> **What you have to do**:
Pick out each line of the records that includes the string "below", and copy it.

======== Available data ========

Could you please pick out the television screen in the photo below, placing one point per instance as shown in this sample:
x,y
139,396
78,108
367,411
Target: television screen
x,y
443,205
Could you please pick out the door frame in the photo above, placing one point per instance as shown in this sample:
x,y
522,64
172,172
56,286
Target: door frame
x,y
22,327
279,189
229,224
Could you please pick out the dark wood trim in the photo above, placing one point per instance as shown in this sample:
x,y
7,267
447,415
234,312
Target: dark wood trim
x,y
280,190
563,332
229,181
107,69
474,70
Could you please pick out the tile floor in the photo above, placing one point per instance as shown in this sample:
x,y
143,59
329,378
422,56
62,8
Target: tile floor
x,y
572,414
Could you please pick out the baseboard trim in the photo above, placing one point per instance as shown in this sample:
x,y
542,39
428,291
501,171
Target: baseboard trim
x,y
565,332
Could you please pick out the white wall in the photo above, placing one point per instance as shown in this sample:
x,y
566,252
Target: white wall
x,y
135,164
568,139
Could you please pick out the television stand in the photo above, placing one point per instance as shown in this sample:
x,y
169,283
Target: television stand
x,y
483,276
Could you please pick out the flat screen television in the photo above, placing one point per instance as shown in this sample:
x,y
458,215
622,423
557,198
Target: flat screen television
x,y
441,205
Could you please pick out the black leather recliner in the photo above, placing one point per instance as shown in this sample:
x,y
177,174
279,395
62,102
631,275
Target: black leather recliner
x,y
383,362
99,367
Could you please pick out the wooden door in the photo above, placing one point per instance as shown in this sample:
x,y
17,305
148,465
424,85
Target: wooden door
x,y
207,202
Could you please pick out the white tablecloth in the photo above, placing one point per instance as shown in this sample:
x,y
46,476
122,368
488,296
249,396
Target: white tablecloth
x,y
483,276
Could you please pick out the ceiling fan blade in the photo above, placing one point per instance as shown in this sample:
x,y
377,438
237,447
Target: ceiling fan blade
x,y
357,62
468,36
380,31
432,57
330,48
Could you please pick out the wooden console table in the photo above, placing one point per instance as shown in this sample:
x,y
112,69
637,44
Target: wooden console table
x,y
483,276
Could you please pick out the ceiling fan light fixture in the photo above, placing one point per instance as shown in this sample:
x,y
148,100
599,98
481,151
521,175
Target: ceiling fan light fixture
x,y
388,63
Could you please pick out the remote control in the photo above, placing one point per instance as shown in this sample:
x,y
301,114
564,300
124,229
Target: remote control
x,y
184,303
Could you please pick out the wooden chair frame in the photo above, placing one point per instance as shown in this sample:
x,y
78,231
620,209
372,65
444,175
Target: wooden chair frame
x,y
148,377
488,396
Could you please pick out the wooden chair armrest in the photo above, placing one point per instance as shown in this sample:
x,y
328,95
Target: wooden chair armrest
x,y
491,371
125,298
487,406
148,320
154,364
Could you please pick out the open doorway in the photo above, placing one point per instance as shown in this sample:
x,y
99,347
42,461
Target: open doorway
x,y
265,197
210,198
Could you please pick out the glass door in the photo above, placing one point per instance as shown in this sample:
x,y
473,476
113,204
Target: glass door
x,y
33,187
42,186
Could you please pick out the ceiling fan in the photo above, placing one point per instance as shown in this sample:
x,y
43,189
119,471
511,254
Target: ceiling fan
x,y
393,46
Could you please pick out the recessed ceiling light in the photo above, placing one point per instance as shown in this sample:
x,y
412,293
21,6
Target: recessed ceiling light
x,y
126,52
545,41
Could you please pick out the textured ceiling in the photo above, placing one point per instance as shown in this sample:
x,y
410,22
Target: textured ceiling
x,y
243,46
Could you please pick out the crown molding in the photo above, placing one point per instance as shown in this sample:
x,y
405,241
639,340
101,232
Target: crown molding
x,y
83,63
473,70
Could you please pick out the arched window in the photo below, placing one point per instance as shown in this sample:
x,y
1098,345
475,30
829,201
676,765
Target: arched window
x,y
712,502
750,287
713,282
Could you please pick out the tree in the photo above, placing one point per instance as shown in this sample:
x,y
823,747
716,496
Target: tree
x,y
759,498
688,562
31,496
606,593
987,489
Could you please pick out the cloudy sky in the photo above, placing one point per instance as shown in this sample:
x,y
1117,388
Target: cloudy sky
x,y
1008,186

========

> **Reply to the task**:
Could you please pick out the television screen in the photo below, placing one point per instance as shown in this sample:
Could you please pick out the arched window in the photo below, placing one point per instance as shown in this sample:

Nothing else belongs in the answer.